*REQUIRED WORK*
Show every line in the items below that contains the word "white", with case counting.

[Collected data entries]

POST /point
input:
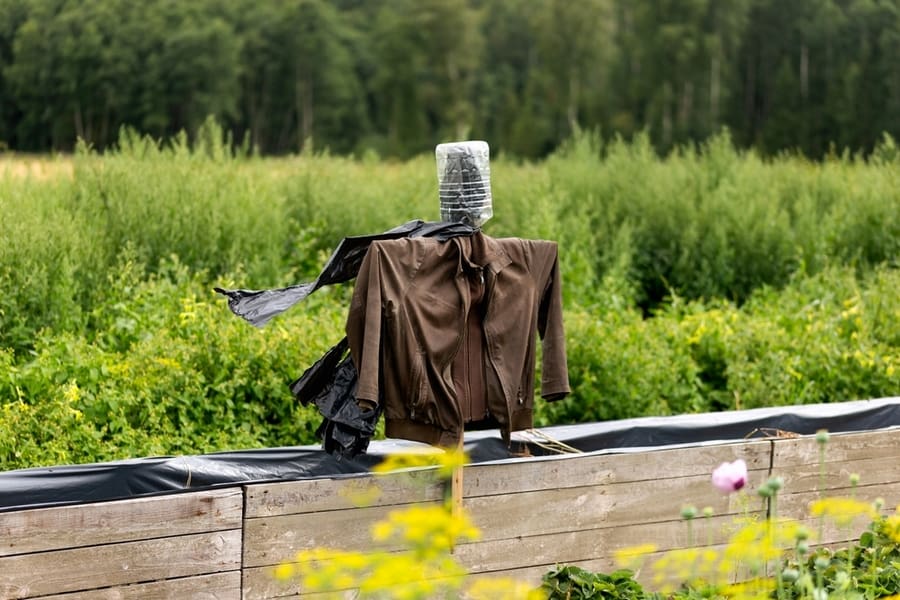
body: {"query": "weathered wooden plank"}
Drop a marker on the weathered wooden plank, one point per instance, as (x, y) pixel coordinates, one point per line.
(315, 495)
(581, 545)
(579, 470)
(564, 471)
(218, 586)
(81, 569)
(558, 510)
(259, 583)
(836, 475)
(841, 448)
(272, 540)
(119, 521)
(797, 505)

...

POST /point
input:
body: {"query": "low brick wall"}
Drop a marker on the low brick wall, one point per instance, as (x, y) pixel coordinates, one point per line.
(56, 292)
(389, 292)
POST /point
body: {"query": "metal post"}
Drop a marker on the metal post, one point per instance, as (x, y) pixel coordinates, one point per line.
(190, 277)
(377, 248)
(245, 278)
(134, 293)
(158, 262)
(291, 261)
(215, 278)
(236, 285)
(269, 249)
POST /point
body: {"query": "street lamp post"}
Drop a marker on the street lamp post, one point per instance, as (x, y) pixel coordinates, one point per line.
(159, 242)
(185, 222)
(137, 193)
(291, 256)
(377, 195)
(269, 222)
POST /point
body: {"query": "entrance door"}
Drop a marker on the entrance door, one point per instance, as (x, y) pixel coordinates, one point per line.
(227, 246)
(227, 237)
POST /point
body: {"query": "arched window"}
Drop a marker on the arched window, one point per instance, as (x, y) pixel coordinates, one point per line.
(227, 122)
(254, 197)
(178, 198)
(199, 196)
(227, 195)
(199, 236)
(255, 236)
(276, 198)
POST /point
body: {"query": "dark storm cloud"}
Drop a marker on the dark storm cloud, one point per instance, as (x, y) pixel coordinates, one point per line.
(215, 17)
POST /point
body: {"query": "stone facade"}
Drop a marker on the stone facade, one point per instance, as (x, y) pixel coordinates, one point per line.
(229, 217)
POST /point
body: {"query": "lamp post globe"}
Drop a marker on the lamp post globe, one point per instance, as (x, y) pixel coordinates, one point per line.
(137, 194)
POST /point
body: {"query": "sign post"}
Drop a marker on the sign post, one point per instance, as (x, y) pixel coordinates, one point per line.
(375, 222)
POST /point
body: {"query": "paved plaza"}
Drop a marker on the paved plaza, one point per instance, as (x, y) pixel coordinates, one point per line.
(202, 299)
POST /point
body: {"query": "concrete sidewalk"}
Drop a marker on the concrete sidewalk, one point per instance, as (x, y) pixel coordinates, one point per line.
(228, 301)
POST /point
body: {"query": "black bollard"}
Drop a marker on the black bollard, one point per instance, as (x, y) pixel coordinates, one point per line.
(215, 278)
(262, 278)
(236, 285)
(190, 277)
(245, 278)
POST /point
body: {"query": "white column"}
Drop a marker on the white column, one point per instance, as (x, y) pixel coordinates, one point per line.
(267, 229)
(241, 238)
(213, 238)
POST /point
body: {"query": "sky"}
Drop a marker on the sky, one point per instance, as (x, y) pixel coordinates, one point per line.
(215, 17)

*EXERCISE RESULT*
body: {"query": "white column"}
Drop a marker on the white column, one point per instance, as (x, y) pixel coordinates, one point per line.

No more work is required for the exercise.